[PAGE EXCERPT Boundary: Start]

An Accra High Court has placed an interim injunction on the National Identification Authority’s (NIA) mass registration exercise in the Eastern Region.
According to the court presided over by Justice Daniel Mensah, it had taken judicial notice of the president’s directive banning all social gatherings and the health risk the Ghana Card registration poses.
The decision of the court was as a result of an interim injunction application brought against the NIA’s Ghana Card registration by two people who reside in the Eastern Region.
The applicants argued that the registration by NIA posed some serious health risks for registrants of which the court had to intervene.
On its part, the NIA told the court that it had to continue the registration exercise in other not to disenfranchise people who reside in the Eastern Region due to the Legislative Instrument presented to Parliament by the Electoral Commission which seeks to make the Ghana card and passport, the two major means of getting onto the new voters’ register.

[PAGE EXCERPT Boundary: End]
[INFORMATION PROVIDED Boundary: Start]

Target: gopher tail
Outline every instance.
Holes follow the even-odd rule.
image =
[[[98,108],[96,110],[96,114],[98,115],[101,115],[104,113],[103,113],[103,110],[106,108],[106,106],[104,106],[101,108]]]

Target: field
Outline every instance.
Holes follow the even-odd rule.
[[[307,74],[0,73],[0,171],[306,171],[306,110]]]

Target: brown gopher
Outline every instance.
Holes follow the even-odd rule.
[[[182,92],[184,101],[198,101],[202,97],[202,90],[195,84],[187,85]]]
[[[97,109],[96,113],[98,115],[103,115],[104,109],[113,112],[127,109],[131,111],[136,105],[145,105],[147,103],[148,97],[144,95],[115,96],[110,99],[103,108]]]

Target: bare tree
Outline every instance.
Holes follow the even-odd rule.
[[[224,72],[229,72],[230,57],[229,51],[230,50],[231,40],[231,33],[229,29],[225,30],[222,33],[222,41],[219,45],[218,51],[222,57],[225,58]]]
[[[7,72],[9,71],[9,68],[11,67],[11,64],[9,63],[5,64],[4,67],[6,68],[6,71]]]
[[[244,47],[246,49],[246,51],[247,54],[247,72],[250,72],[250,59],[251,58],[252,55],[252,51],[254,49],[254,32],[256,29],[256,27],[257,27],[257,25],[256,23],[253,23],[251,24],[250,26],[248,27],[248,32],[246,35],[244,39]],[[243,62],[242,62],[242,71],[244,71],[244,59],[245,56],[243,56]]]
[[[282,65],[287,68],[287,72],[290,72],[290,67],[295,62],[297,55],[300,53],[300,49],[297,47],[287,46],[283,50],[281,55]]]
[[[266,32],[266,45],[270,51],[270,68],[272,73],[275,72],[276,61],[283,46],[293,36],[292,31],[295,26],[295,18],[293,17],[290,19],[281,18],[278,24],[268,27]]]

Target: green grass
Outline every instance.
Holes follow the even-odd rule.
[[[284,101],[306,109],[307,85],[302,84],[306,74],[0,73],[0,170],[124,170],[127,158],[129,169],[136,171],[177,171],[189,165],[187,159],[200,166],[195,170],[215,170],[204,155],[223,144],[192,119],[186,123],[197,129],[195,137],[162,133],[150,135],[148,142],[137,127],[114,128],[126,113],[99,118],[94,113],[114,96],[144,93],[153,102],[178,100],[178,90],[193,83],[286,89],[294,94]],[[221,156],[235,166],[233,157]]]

[INFORMATION PROVIDED Boundary: End]

**TO DO:**
A – In the news report on the Ghana Card registration injunction, which judge presided over the Accra High Court?
B – Carry on the news report on the Ghana Card registration injunction from its last sentence.

**ANSWER LIST:**
A – Justice Daniel Mensah.

B –
The plaintiffs, Kevow Mark-Oliver and Emmanuel Akumatey Okrah argued in their writ that the continuous registration and issuance of the Ghana card in the Eastern Region has a strong tendency in “aggravating the spread of the coronavirus”.
They among other things sought an interlocutory injunction restraining the NIA from continuing with the exercise until the coronavirus has been eliminated.
But following the interlocutory injunction application filed at the High Court restraining the NIA from continuing with the registration exercise, the Authority subsequently suspended the Ghana Card registration exercise in the Eastern Region.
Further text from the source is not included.